Exercise instructions: Express the records below as a JSON list of strings, one string per line, leaving out blank lines.

:::::

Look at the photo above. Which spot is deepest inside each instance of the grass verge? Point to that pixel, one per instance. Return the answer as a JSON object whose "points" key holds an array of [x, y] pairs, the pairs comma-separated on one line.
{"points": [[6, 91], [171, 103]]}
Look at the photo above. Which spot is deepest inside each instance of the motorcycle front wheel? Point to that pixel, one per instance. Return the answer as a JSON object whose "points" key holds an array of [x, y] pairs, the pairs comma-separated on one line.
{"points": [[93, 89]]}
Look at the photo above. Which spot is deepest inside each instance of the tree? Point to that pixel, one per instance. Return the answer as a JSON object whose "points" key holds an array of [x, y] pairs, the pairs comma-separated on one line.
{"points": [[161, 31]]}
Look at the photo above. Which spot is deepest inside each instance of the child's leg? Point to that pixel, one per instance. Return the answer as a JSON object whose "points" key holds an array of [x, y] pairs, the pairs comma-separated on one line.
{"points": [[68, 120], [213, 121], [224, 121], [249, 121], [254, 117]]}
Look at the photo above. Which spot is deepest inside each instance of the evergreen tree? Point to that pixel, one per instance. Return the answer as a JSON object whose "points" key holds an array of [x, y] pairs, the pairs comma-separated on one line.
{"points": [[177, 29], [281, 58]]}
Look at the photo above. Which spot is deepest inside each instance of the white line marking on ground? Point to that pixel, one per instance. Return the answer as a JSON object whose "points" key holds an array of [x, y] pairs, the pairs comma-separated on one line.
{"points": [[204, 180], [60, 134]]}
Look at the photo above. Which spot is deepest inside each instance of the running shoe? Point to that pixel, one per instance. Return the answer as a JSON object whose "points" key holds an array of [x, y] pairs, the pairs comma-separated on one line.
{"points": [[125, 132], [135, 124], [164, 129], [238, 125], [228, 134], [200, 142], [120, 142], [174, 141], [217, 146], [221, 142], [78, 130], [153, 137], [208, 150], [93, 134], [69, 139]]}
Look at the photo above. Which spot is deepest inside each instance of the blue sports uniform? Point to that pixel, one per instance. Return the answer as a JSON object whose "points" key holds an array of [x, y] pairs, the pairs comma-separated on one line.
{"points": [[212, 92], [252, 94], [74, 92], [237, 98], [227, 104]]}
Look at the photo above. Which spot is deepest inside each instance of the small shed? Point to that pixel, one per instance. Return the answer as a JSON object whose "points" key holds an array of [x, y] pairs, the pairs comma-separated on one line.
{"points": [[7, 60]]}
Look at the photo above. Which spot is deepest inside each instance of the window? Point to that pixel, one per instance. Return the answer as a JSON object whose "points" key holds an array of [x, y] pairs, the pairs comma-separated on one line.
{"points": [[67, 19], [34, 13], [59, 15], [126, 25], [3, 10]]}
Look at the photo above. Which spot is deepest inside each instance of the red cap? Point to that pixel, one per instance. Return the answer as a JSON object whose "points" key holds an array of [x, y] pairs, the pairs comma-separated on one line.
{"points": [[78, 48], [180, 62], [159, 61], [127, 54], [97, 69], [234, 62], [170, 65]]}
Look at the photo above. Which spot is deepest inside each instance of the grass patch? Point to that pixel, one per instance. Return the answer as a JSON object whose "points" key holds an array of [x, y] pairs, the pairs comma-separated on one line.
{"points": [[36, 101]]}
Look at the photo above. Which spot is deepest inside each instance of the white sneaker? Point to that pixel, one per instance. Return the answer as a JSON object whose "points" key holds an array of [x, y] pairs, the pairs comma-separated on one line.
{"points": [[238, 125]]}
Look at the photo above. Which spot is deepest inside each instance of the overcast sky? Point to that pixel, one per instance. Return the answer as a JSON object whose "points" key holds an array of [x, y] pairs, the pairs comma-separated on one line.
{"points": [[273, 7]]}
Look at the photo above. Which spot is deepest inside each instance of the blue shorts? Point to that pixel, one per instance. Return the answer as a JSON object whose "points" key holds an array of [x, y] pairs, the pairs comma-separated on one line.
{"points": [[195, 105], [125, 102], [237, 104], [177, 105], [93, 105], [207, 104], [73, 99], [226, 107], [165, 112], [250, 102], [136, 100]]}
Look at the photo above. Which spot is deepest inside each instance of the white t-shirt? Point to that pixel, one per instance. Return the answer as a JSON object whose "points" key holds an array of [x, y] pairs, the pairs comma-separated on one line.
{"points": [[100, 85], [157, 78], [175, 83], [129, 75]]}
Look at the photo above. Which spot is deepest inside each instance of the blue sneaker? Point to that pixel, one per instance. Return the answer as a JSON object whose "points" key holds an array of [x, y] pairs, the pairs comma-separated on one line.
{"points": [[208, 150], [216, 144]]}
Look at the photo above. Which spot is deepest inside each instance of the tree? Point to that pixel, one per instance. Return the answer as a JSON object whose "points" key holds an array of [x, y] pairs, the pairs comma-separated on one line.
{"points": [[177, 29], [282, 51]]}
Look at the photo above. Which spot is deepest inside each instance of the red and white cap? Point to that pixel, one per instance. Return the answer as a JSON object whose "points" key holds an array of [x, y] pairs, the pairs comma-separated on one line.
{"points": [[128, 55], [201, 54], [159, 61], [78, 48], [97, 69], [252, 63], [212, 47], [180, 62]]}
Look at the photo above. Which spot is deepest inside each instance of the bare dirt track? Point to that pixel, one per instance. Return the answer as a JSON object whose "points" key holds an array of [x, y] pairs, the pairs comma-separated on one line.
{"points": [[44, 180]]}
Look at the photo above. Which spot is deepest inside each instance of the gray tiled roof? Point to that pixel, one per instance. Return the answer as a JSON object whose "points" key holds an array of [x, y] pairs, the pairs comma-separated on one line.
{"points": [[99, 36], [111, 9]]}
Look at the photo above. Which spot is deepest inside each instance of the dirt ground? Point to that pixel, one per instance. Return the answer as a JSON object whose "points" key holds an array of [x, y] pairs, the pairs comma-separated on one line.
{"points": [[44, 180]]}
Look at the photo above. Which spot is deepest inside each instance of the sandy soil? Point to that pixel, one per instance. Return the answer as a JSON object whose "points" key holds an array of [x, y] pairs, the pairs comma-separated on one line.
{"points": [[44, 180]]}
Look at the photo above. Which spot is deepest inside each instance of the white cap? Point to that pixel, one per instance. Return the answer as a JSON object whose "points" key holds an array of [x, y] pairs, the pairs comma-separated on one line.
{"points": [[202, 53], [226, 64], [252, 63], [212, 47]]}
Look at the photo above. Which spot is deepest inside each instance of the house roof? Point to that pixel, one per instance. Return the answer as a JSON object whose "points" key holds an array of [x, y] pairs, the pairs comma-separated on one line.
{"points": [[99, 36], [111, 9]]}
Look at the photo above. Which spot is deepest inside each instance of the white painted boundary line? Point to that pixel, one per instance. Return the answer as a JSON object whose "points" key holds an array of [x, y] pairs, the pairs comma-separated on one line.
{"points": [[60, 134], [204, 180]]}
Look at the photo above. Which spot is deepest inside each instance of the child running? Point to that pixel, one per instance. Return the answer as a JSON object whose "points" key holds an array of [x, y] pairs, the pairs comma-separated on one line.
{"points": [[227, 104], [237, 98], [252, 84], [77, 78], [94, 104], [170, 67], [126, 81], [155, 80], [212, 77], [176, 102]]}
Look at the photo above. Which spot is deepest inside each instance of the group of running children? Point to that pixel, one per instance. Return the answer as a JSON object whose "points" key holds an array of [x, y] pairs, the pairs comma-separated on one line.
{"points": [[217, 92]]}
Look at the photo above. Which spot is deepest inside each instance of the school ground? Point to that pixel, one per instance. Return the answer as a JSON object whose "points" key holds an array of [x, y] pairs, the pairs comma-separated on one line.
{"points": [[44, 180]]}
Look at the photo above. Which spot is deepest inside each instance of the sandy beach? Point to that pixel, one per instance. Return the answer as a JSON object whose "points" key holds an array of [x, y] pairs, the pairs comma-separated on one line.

:::::

Result of the task:
[
  "Look at the photo above. Which spot is deepest inside each instance of the grass verge? Point to that pixel, one per instance. Return the answer as a JSON object whose \"points\" key holds an array of [x, y] pairs, the pairs comma-separated on one line.",
  "{\"points\": [[6, 91], [171, 103]]}",
  "Look at the photo above. Which spot is deepest inside each instance of the motorcycle front wheel? Point to that pixel, one per instance. Return the answer as a JSON object whose \"points\" key holds an array of [x, y] pairs, the pairs comma-separated on one line.",
  "{\"points\": [[93, 89]]}",
  "Look at the photo above. Which spot is deepest inside each instance of the tree? Point to that pixel, one per instance. Return the answer as a JSON object whose \"points\" key holds an array of [x, y] pairs, the pairs comma-separated on one line.",
  "{\"points\": [[161, 31]]}",
  "Look at the photo above. Which spot is deepest inside each instance of the child's leg? Point to that pixel, one per instance. Return the answer as a JSON object whose \"points\" key holds an array of [x, y] pairs, the pairs comma-separated on one line.",
  "{\"points\": [[68, 120], [213, 121], [224, 121], [249, 121], [254, 117]]}",
  "Look at the photo above. Which spot is deepest inside each instance of the evergreen tree? Point to that pixel, one per instance. Return the answer as a JSON object whose \"points\" key holds an array of [x, y] pairs, the pairs comma-separated on one line.",
  "{\"points\": [[177, 29], [281, 58]]}",
  "Look at the photo above. Which spot is deepest inside each instance of the white line marking on ground? Point to that pixel, one per instance. Return the answer as a JSON object whose \"points\" key holds an array of [x, y] pairs, the pairs comma-separated on one line.",
  "{\"points\": [[204, 180], [60, 134]]}",
  "Look at the photo above. Which spot is deepest inside each instance of the running shoe? Point to that pixel, one per instance. Return the answer as a JSON object whose \"points\" key holds an array of [x, y] pairs, the pairs comma-separated on one line.",
  "{\"points\": [[125, 132], [135, 124], [164, 129], [238, 125], [228, 134], [200, 142], [120, 142], [174, 141], [217, 146], [221, 142], [78, 130], [153, 137], [208, 150], [93, 134], [69, 139]]}",
  "Look at the photo above. Which spot is deepest inside each instance of the blue sports uniform? Point to that pixel, one per instance. Return the answer as a JSON object whose \"points\" key holds an array of [x, y] pairs, the pairs comma-separated on one line.",
  "{\"points\": [[212, 92], [252, 94], [74, 92], [237, 98], [227, 104]]}",
  "Look at the photo above. Which spot is deepest inside each instance of the small shed? Point to that pixel, one per instance. Return the answer as a JSON object whose \"points\" key holds an array of [x, y] pairs, the pairs comma-separated on one line.",
  "{\"points\": [[7, 60]]}",
  "Look at the photo above. Which spot is deepest inside each instance of the window? Point to that pixel, one per instance. Return the answer as a JSON object whose \"points\" key holds an array of [x, y] pairs, the pairs comma-separated on one line.",
  "{\"points\": [[67, 19], [34, 13], [59, 15], [126, 25], [3, 10]]}",
  "Look at the photo above. Which spot is deepest inside each instance of the red cap? Point to that pixel, one per instance. Return the answer as a JSON object whose \"points\" key holds an array of [x, y] pairs, the pairs comma-separated on one line.",
  "{\"points\": [[78, 48], [180, 62], [159, 61], [127, 54], [97, 69], [234, 62], [170, 65]]}",
  "Look at the photo above. Which spot is deepest inside each instance of the grass patch? Point to that pixel, one per instance. Return the answer as a JSON object whose \"points\" key holds an array of [x, y] pairs, the pairs comma-separated on one line.",
  "{\"points\": [[36, 101]]}",
  "Look at the photo above. Which spot is deepest inside each instance of the white sneaker? Point to that pixel, one per instance. Return the answer as a JSON object whose \"points\" key holds an array of [x, y] pairs, the pairs comma-separated on one line.",
  "{\"points\": [[238, 125]]}",
  "Look at the photo above. Which spot is deepest inside each instance of the overcast sky? Point to that pixel, one per instance. Return the answer as a JSON object whose \"points\" key holds an array of [x, y] pairs, the pairs comma-separated on one line.",
  "{\"points\": [[273, 7]]}",
  "Look at the photo above. Which spot is deepest inside each instance of the blue shorts? Point to that pixel, one per instance. Return the answer as a JSON object whose \"points\" key holds an array of [x, y] pairs, the pairs comma-separated on one line.",
  "{\"points\": [[195, 105], [125, 102], [237, 104], [177, 105], [93, 105], [207, 104], [73, 99], [226, 107], [165, 112], [250, 102], [136, 100]]}",
  "Look at the photo above. Which spot is deepest inside each instance of the white t-shirt? Point to that pixel, one per instance. Return the answer as a JSON object whose \"points\" key holds an array of [x, y] pairs, the pairs comma-separated on one line.",
  "{\"points\": [[100, 85], [157, 78], [175, 83], [129, 75]]}",
  "Look at the photo above. Which spot is deepest inside each instance of the blue sneaker? Point to that pixel, one per instance. Return the answer as a JSON object whose \"points\" key holds an array of [x, y] pairs, the pairs comma-separated on one line.",
  "{\"points\": [[208, 150], [216, 144]]}",
  "Look at the photo above. Which spot is deepest inside each instance of the tree? Point to that pixel, one per instance. Return the answer as a JSON object whose \"points\" key holds an array of [x, y] pairs, the pairs comma-separated on one line.",
  "{\"points\": [[177, 29], [282, 51]]}",
  "Look at the photo above. Which spot is deepest inside each instance of the red and white cap? Point to that pixel, one per instance. Return the answer as a JSON object whose \"points\" key holds an array of [x, y] pairs, the pairs comma-separated on one line.",
  "{\"points\": [[128, 55], [201, 54], [159, 61], [78, 48], [97, 69], [252, 63], [212, 47], [180, 62]]}",
  "Look at the photo above. Which spot is deepest inside each instance of the bare dirt track? Point to that pixel, one per instance. Return the answer as a JSON object whose \"points\" key holds an array of [x, y] pairs, the pairs comma-separated on one line.",
  "{\"points\": [[44, 180]]}",
  "Look at the photo above. Which spot is deepest inside each instance of the gray tiled roof? Point to that pixel, one per instance. Return the answer as a JSON object whose \"points\" key holds an array of [x, y] pairs, the pairs comma-separated on one line.",
  "{\"points\": [[99, 36], [111, 9]]}",
  "Look at the photo above. Which spot is deepest inside each instance of the dirt ground? Point to that pixel, one per instance. Return the answer as a JSON object whose \"points\" key holds an array of [x, y] pairs, the pairs comma-separated on one line.",
  "{\"points\": [[44, 180]]}",
  "Look at the photo above. Which spot is deepest inside each instance of the sandy soil? Point to that pixel, one per instance. Return the answer as a JSON object whose \"points\" key holds an array of [x, y] pairs, the pairs comma-separated on one line.",
  "{\"points\": [[44, 180]]}",
  "Look at the photo above. Which spot is deepest inside each instance of the white cap? Point to that pixel, one per instance. Return the answer as a JSON object whose \"points\" key holds an array of [x, y] pairs, the pairs comma-separated on one line.",
  "{\"points\": [[202, 53], [226, 64], [252, 63], [212, 47]]}",
  "Look at the photo above. Which spot is deepest inside each instance of the house roof? Point to that pixel, one per instance. Return the answer as a JSON object whose \"points\" key holds an array of [x, y] pairs, the pairs comma-separated on one line.",
  "{\"points\": [[99, 36], [111, 9]]}",
  "Look at the photo above. Which spot is deepest inside each instance of the white painted boundary line? Point to that pixel, one per instance. Return the answer as a JSON object whose \"points\" key holds an array of [x, y] pairs, the pairs comma-separated on one line.",
  "{\"points\": [[60, 134], [204, 180]]}",
  "Look at the photo above. Which spot is deepest inside each instance of the child running? Point to that pixel, one per instance. Return the answer as a JSON object whose \"points\" key holds an array of [x, y] pairs, the pairs comma-separated on one line.",
  "{\"points\": [[227, 104], [237, 98], [252, 84], [77, 78], [94, 104], [170, 67], [126, 81], [155, 80], [212, 77], [176, 102]]}",
  "Look at the photo above. Which spot is deepest inside each instance of the group of running children? Point to that pixel, one per instance. Return the answer as a JSON object whose \"points\" key holds an array of [x, y] pairs, the pairs comma-separated on one line.",
  "{\"points\": [[217, 92]]}",
  "Look at the photo above. Which spot is deepest inside each instance of the school ground? Point to that pixel, one per instance. Return the answer as a JSON object whose \"points\" key holds an array of [x, y] pairs, the pairs comma-separated on one line.",
  "{\"points\": [[44, 180]]}",
  "Look at the photo above. Which spot is deepest inside each instance of the sandy beach? Point to that pixel, one per instance. Return the answer as a JSON object whose \"points\" key holds an array of [x, y] pairs, the pairs comma-separated on one line."
]